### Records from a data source
━━━━━━━━━━━━━━━━━━━━

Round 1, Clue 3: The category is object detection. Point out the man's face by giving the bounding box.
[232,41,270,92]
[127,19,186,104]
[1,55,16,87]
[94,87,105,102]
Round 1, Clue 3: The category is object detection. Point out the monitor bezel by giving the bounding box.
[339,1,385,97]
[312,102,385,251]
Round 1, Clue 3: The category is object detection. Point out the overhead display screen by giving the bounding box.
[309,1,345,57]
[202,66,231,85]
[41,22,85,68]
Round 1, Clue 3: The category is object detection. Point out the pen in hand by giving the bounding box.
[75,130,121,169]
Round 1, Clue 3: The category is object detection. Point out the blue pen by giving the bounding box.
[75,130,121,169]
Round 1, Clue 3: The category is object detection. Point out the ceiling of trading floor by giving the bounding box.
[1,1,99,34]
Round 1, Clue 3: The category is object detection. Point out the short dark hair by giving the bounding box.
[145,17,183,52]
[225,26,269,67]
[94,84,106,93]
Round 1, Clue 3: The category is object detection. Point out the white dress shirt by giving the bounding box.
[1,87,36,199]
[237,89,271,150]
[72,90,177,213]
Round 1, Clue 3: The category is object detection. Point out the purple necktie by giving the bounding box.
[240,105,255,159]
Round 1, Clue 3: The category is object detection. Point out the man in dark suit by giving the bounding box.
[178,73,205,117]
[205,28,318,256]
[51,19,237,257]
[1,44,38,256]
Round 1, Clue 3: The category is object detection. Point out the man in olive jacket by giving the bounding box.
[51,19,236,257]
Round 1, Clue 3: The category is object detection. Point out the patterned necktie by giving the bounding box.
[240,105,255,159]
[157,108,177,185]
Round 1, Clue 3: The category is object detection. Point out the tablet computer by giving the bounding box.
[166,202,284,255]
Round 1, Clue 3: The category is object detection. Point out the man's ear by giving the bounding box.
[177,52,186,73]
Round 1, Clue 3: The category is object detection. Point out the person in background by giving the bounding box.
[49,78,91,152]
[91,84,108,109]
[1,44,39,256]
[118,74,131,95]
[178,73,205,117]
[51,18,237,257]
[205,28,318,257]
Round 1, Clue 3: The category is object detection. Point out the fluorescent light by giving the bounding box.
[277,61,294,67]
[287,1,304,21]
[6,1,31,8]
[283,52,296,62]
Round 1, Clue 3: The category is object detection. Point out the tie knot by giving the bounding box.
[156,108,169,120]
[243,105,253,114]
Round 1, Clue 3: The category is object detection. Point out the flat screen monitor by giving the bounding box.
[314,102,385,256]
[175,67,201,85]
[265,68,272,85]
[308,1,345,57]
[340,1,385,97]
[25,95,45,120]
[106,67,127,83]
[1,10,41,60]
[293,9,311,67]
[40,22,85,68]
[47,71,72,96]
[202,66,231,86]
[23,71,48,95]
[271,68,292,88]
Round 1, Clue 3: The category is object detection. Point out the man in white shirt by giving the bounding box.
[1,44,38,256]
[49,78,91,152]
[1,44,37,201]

━━━━━━━━━━━━━━━━━━━━

### Written request
Pull every line of the material above and reproduce each one without any change.

### Full solution
Round 1, Clue 3: The category is object detection. Point out the man's face by giving the bounding box.
[232,41,270,92]
[127,19,186,104]
[1,55,16,87]
[94,87,105,102]
Round 1, Clue 3: The category is object detection. Point out the monitor bezel by giving the bounding box.
[339,1,385,97]
[312,102,385,251]
Round 1, Clue 3: The category is object detection. Point out the overhead display screen by giving the bounding box.
[309,1,345,57]
[202,66,231,85]
[41,22,85,68]
Round 1, Clue 3: The category is object detection. Point out the pen in hand by giving the bounding box.
[75,130,121,169]
Round 1, Clue 3: The category is object detection. Point out the blue pen by giving the bounding box.
[75,130,121,169]
Round 1, Clue 3: The category is object detection. Point out the ceiling of trading floor by giving the bounding box.
[1,1,99,34]
Round 1, Clue 3: The category is object detection. Point out the short dark hair by giving the bounding box.
[145,17,183,52]
[225,26,269,67]
[94,84,106,93]
Round 1, Clue 3: The category is object detection. Point out the white dress shirt by giving the bounding box.
[1,87,36,199]
[237,89,271,150]
[72,90,177,213]
Round 1, Clue 3: The category is object detection. Point out the purple necktie by giving the bounding box.
[240,105,255,159]
Round 1, Clue 3: The category is object detection. Point out the man in dark suit by giving the bounding box.
[178,73,205,117]
[205,28,318,256]
[51,19,237,257]
[1,44,38,256]
Round 1, Clue 3: The category is object detection. Point out the man in olive jacket by giving the bounding box.
[51,19,236,257]
Round 1, Clue 3: The category is object detection. Point out the patterned necktie by giving the bounding box.
[240,105,255,159]
[157,108,177,185]
Round 1, Clue 3: The category is object detection. Point out the tablet computer by giving the bounding box.
[166,202,284,255]
Round 1, Clue 3: The category is object detection. Point out the man's ear by giving the bounding box.
[177,52,186,73]
Round 1, Clue 3: The category is object detection. Point out the person in background by giving the bounding box.
[49,78,91,152]
[91,84,108,109]
[1,44,39,256]
[118,74,131,95]
[178,73,205,117]
[51,18,237,257]
[205,28,318,257]
Round 1, Clue 3: The category is object detection. Point out the fluorescent light by giving the bounding box.
[277,61,294,67]
[287,1,304,21]
[6,1,31,8]
[283,52,296,62]
Round 1, Clue 3: The category is object detection. Point out the tie knot by giving the bounding box.
[156,108,169,120]
[243,105,253,114]
Round 1, Clue 3: The category is object detection. Point out the flat screen monitor by giving the bounding box.
[314,102,385,256]
[175,67,201,85]
[265,68,272,85]
[308,1,345,57]
[340,1,385,97]
[25,95,45,120]
[106,67,127,83]
[1,10,41,60]
[293,9,311,67]
[40,22,85,68]
[47,71,72,96]
[202,66,231,86]
[23,71,48,95]
[271,68,292,88]
Round 1, Clue 3: The category is object detection. Point out the man in white shirt by giving the bounding box.
[1,44,38,256]
[49,78,91,152]
[1,44,37,201]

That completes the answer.